• [But du travail] Recopiez en entier, sans rien y changer, le texte sur le mouvement Bloquons tout.

• [Texte fourni]
----------
Retour sur Bloquons tout
Se rendre ingérables
On ne va pas se mentir, au début, on y croyait moyen. Décidé par on ne sait qui, au creux d’un été chaud et somnolent, ça paraissait un peu loin. Bayrou venait d’annoncer les premières mesures de la casse sociale qu’il comptait mettre en œuvre pour échapper à la « malédiction » de la banqueroute nationale et nous, nous partions (pour les plus veinard·es) sur nos lieux de villégiature préférés, la mine déconfite. Mais c’était sans compter sur les Françaises et les Français, toujours prompt·es à conspirer contre leur gouvernement. Ça a commencé par pépier en AG. D’abord à 30, puis à 50, puis à 300. Des mots d’ordre grattés sur des tracts semés aux quatre vents se sont mis à circuler, tandis que les murs se tapissaient de « on ne veut plus » et « bloquons tout ». Plus on avançait, plus le message tournait qu’une grève dans le monde du travail serait la bienvenue. Dans le même temps, des boucles Signal en veux-tu en voilà ourdissaient des plans secrets pour paralyser voies, villes et flux. Au sommet, le Premier ministre apparaissait toujours plus seul avec son budget honni sur les bras. Deux jours avant la date fatidique, alors que rien de vraiment concret n’avait encore commencé, boum : il est forcé de démissionner… Puis, le 10 septembre a eu lieu.
----------
• [Liste]
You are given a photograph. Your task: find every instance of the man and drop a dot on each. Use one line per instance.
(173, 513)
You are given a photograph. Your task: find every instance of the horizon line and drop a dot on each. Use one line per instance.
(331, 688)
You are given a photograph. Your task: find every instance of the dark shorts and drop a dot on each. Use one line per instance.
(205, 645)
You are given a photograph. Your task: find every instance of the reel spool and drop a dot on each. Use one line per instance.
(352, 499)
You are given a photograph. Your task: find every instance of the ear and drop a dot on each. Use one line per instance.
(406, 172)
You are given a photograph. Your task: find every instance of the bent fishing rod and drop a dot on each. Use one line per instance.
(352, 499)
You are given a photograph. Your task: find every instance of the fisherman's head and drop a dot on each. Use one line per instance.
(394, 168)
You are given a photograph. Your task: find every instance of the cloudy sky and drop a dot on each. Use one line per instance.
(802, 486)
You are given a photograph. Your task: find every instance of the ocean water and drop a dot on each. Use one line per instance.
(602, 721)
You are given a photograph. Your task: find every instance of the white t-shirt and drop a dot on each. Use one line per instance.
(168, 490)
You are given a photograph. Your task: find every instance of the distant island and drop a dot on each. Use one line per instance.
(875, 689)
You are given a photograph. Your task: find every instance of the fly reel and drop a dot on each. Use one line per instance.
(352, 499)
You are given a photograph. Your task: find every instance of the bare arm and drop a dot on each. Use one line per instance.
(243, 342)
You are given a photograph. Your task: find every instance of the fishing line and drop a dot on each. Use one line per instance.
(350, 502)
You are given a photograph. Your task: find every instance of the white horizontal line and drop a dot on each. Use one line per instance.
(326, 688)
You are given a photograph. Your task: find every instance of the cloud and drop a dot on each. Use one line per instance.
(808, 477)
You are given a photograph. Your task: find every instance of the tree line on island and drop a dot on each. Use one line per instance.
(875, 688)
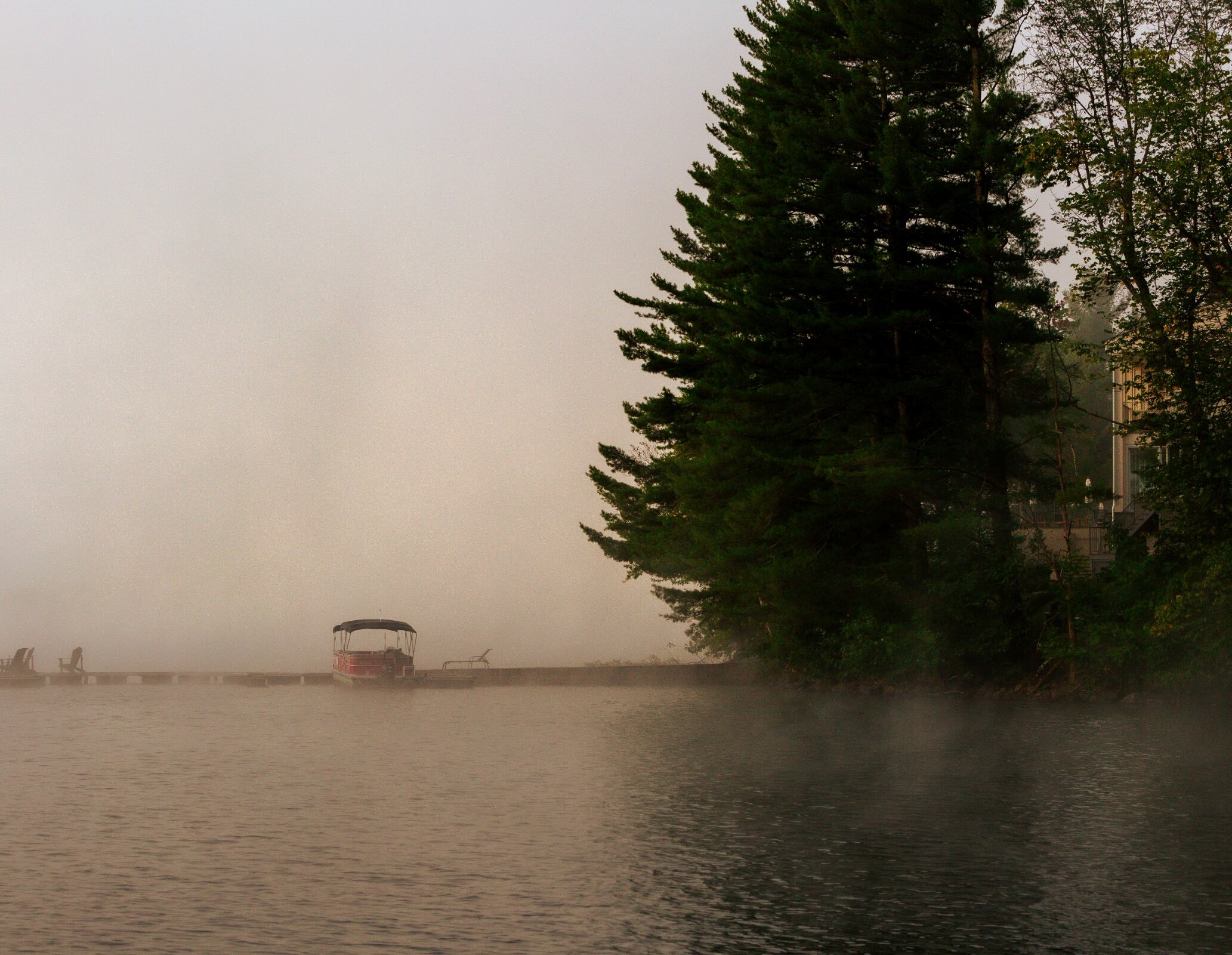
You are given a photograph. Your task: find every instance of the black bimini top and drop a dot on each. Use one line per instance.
(353, 625)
----------
• [Résultat]
Retour sur Bloquons tout
Se rendre ingérables
On ne va pas se mentir, au début, on y croyait moyen. Décidé par on ne sait qui, au creux d’un été chaud et somnolent, ça paraissait un peu loin. Bayrou venait d’annoncer les premières mesures de la casse sociale qu’il comptait mettre en œuvre pour échapper à la « malédiction » de la banqueroute nationale et nous, nous partions (pour les plus veinard·es) sur nos lieux de villégiature préférés, la mine déconfite. Mais c’était sans compter sur les Françaises et les Français, toujours prompt·es à conspirer contre leur gouvernement. Ça a commencé par pépier en AG. D’abord à 30, puis à 50, puis à 300. Des mots d’ordre grattés sur des tracts semés aux quatre vents se sont mis à circuler, tandis que les murs se tapissaient de « on ne veut plus » et « bloquons tout ». Plus on avançait, plus le message tournait qu’une grève dans le monde du travail serait la bienvenue. Dans le même temps, des boucles Signal en veux-tu en voilà ourdissaient des plans secrets pour paralyser voies, villes et flux. Au sommet, le Premier ministre apparaissait toujours plus seul avec son budget honni sur les bras. Deux jours avant la date fatidique, alors que rien de vraiment concret n’avait encore commencé, boum : il est forcé de démissionner… Puis, le 10 septembre a eu lieu.